Rewrite the records below from the line containing "Check that every instance of the dark background" through the end of the records, both included, with every request kept. Scale each coordinate in the answers by 0.45 and round it to a whole number, with halves rounded up.

Labeled-object pointing records:

==*==

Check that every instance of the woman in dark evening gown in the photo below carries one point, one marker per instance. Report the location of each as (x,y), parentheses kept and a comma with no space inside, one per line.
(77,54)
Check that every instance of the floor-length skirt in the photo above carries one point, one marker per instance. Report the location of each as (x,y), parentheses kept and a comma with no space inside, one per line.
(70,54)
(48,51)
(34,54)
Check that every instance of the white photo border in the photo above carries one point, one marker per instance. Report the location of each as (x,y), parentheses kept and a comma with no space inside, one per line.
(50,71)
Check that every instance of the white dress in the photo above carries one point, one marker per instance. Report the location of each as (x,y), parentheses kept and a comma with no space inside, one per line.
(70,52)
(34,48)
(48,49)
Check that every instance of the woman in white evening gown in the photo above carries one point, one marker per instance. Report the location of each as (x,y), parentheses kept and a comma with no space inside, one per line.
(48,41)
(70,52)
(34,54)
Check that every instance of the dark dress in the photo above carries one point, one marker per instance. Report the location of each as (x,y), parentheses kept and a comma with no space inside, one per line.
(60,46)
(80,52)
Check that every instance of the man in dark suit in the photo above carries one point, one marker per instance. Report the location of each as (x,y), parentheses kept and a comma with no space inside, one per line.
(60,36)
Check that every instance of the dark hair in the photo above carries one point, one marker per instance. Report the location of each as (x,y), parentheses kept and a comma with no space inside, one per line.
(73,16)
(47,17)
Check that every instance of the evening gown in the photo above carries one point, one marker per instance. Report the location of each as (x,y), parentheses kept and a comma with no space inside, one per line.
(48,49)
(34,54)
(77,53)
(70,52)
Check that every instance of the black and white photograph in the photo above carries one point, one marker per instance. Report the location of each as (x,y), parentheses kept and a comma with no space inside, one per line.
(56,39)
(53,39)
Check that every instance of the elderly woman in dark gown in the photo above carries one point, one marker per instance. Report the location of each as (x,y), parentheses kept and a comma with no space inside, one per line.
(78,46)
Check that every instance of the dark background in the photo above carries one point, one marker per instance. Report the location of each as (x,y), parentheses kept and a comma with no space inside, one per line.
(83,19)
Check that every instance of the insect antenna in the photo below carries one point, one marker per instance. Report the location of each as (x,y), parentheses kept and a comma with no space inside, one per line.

==*==

**Exercise answer**
Check that every instance of the dark background in the photo above carries one point, one marker per instance. Report the location of each as (x,y), parentheses kept and a comma with no space inside, one per line.
(37,9)
Check that every instance of the insect antenna in the photo below carries one point, one marker per instance. Report the location of each as (x,y), parentheses kept and a comma with no space inside, one per line.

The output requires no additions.